>>

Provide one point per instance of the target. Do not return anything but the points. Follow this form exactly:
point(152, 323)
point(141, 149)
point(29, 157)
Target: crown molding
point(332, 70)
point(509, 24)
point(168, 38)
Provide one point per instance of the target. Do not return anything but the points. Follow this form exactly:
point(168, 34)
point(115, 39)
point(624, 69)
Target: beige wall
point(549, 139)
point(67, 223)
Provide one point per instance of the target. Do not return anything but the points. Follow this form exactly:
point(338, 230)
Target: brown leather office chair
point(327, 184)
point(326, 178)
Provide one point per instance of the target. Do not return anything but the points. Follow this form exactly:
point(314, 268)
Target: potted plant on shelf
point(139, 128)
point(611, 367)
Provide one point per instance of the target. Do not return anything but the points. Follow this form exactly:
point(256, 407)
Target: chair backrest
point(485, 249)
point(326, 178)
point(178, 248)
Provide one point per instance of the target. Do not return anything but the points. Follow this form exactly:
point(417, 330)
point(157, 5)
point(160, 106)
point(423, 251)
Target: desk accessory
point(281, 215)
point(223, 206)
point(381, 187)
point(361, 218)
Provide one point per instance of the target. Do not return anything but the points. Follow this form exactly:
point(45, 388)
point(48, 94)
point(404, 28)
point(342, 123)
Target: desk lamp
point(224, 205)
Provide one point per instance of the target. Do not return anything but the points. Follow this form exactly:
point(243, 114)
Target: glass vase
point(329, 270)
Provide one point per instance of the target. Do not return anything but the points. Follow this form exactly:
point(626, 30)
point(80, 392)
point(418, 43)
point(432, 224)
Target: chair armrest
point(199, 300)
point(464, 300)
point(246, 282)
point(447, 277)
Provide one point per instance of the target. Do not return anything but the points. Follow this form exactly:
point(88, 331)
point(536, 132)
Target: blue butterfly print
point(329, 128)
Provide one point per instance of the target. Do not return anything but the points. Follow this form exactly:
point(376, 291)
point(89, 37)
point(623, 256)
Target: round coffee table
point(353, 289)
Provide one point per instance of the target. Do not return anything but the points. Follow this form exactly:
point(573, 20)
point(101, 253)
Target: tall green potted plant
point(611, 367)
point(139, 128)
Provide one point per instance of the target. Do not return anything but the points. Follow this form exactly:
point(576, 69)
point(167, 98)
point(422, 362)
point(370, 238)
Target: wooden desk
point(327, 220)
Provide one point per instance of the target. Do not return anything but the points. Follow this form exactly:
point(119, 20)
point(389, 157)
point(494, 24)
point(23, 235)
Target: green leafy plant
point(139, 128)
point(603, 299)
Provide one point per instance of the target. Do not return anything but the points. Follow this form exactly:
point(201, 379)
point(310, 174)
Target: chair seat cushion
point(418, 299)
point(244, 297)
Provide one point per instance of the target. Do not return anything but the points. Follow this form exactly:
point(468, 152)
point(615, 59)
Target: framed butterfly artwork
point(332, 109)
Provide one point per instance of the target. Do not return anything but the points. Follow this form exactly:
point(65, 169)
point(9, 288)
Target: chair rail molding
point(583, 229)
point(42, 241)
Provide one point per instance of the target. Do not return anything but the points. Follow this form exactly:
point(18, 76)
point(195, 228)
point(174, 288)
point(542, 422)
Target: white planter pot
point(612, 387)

<<

Repeat exactly the lines above from the line that contains "point(23, 235)" through the end. Include both of these ends; leave out everything else.

point(23, 235)
Target: green leafy plant
point(139, 128)
point(603, 299)
Provide one point per instance of the target. Do not return anything but the points. Follow this form exactly:
point(201, 379)
point(310, 174)
Target: chair seat cushion
point(418, 299)
point(244, 297)
Provide one point per instance of the target. Do not return anything but the points. Follow this form exactly:
point(468, 152)
point(615, 59)
Target: framed butterfly artwork
point(332, 109)
Provide one point per instance of the target. Do not return anything but the points. Follow this form exactly:
point(65, 169)
point(9, 288)
Target: chair rail molding
point(583, 229)
point(42, 241)
Provide one point per instance of the target. Do not return anything but the points. Follow this form exactly:
point(18, 76)
point(195, 228)
point(174, 288)
point(542, 422)
Target: white planter pot
point(612, 387)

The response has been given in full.